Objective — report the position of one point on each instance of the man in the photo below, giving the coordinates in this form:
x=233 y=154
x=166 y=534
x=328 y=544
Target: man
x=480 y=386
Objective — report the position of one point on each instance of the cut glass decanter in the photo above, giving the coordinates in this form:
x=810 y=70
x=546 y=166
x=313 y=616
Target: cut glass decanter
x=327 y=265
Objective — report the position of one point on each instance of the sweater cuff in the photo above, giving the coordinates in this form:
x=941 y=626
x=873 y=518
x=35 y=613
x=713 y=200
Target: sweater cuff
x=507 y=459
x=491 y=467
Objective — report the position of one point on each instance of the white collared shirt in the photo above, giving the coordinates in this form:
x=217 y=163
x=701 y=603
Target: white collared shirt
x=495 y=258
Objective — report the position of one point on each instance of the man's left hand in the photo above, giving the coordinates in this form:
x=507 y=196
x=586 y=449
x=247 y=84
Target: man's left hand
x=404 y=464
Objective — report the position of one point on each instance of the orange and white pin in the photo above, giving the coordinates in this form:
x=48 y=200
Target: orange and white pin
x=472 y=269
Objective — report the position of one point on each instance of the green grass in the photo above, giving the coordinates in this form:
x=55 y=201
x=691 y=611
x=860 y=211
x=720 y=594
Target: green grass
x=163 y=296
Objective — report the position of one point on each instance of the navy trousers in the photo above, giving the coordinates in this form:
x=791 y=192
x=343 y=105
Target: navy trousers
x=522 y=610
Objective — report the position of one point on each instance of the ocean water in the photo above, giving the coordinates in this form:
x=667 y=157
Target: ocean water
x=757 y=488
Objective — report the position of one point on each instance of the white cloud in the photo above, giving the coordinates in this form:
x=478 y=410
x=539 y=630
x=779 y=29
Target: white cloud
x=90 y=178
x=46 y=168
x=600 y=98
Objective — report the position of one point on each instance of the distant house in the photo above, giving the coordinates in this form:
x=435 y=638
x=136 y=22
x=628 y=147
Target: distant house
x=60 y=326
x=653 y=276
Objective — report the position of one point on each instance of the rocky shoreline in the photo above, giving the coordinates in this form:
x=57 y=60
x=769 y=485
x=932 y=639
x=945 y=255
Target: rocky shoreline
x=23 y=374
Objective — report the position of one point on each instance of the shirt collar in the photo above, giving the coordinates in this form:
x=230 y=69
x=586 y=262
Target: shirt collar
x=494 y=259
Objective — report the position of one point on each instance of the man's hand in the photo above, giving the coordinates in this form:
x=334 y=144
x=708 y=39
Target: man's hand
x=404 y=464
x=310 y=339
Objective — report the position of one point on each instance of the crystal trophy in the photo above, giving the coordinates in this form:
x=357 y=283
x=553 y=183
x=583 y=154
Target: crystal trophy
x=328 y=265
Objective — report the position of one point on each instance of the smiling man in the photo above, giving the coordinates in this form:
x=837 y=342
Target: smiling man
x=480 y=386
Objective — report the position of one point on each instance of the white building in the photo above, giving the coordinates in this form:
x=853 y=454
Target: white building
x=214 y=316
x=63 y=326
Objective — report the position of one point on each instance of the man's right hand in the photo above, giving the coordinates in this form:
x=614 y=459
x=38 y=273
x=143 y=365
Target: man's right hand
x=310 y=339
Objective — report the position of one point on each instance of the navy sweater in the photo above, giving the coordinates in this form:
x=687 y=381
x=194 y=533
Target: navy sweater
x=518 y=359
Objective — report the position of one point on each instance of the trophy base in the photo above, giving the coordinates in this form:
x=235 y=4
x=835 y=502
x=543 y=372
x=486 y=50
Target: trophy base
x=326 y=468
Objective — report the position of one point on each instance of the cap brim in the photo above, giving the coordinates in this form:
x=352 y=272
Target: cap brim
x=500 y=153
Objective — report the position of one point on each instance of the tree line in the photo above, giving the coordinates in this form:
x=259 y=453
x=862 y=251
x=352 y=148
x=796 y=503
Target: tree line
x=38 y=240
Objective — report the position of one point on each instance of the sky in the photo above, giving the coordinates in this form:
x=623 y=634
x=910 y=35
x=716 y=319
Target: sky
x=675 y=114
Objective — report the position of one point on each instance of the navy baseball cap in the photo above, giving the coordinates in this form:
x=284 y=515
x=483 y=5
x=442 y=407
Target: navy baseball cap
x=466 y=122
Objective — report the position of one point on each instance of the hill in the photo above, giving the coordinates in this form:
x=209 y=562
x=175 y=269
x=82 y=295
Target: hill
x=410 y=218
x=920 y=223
•••
HOW TO COMPLETE THIS TASK:
Word for word and line for line, give the material again.

SOLUTION BELOW:
Objective — report the position of one point on each instance of the man in the photo below, giving the coordinates in this form:
x=233 y=154
x=166 y=534
x=328 y=544
Target: man
x=480 y=386
Objective — report the position of one point on each instance of the cut glass decanter in the photo above, giving the coordinates in this form:
x=810 y=70
x=546 y=166
x=313 y=616
Target: cut glass decanter
x=327 y=265
Objective — report the position of one point on each instance of the sweater cuff in the photo above, giving the coordinates in this form:
x=941 y=626
x=873 y=518
x=35 y=613
x=713 y=200
Target: sweater cuff
x=507 y=459
x=491 y=467
Objective — report the position of one point on each instance of the white collared shirt in the photo above, giving the coordinates in this form:
x=217 y=163
x=701 y=603
Target: white collared shirt
x=495 y=258
Objective — report the position of one point on each instance of the man's left hand in the photo above, giving the coordinates in this form:
x=507 y=196
x=586 y=449
x=247 y=84
Target: man's left hand
x=404 y=464
Objective — report the position of one point on each instance of the orange and white pin in the photo above, giving the coordinates in this form:
x=48 y=200
Target: orange and white pin
x=472 y=269
Objective — report the position of one point on each instance of the green grass in the photo above, giving the coordinates in this form:
x=55 y=201
x=691 y=611
x=860 y=211
x=720 y=594
Target: green grass
x=163 y=296
Objective — report the position of one point on each instance of the navy trousers in the photo above, giving the coordinates in this form:
x=791 y=192
x=343 y=105
Target: navy trousers
x=522 y=610
Objective — report the position of one point on each instance of the ocean water in the photo above, giving the coordinates in this form:
x=667 y=157
Target: ocean water
x=757 y=488
Objective — report the position of one point on each instance of the white cloud in the photo above, giving the coordinates in this form:
x=478 y=410
x=539 y=630
x=779 y=29
Target: white cloud
x=90 y=178
x=46 y=168
x=600 y=98
Objective — report the position of one point on each instance of the distant house in the photo above, giving the coordinates in this form:
x=435 y=638
x=136 y=22
x=628 y=147
Target: distant house
x=60 y=326
x=653 y=276
Objective — report the position of one point on each instance of the rocky shoreline in the photo above, giving the coordinates in this form:
x=57 y=60
x=769 y=485
x=932 y=639
x=945 y=255
Target: rocky shoreline
x=23 y=374
Objective — report the position of one point on each instance of the shirt collar in the photo above, giving the coordinates in this form:
x=230 y=69
x=586 y=262
Target: shirt collar
x=494 y=259
Objective — report the position of one point on each instance of the man's hand in the photo above, giving the coordinates in this form:
x=334 y=144
x=708 y=39
Target: man's hand
x=404 y=464
x=310 y=339
Objective — report the position of one point on each instance of the crystal trophy in the photo above, giving the coordinates in this form:
x=357 y=283
x=553 y=183
x=583 y=154
Target: crystal trophy
x=328 y=265
Objective — report the position of one point on each instance of the smiling man in the photo above, giving the coordinates in this form:
x=837 y=342
Target: smiling man
x=480 y=386
Objective — report the position of one point on each instance of the white building in the photo above, giving the coordinates in this form:
x=853 y=454
Target: white building
x=214 y=316
x=63 y=326
Objective — report the position of one point on each instance of the man's right hand in the photo above, giving the coordinates in this form:
x=614 y=459
x=38 y=273
x=143 y=365
Target: man's right hand
x=310 y=339
Objective — report the position of one point on each instance of the navy sweater in the photo above, giving the coordinates in this form:
x=687 y=381
x=194 y=533
Target: navy sweater
x=518 y=359
Objective — report the position of one point on each instance of the trophy base in the photo above, giving the coordinates in this form:
x=235 y=4
x=835 y=502
x=543 y=372
x=486 y=50
Target: trophy base
x=326 y=468
Objective — report the position of one point on each instance of the cap brim in the photo above, giving the coordinates in this form:
x=352 y=272
Target: cap brim
x=500 y=153
Objective — report the position of one point on each instance of the tree line in the photo above, giving the coordinates in this form:
x=259 y=453
x=862 y=251
x=352 y=148
x=796 y=503
Target: tree line
x=38 y=240
Objective — report the position of one point on each instance of the sky in the photo above, giving the coordinates in this form:
x=623 y=634
x=910 y=35
x=716 y=319
Target: sky
x=675 y=114
Objective — report the position of one point on each instance of the navy baseball cap in the photo above, giving the coordinates in this form:
x=284 y=515
x=483 y=5
x=442 y=407
Target: navy baseball cap
x=466 y=122
Objective — report the position of one point on each instance of the hill in the photo above, giving the coordinates in this form:
x=209 y=562
x=175 y=269
x=82 y=295
Target: hill
x=410 y=218
x=920 y=223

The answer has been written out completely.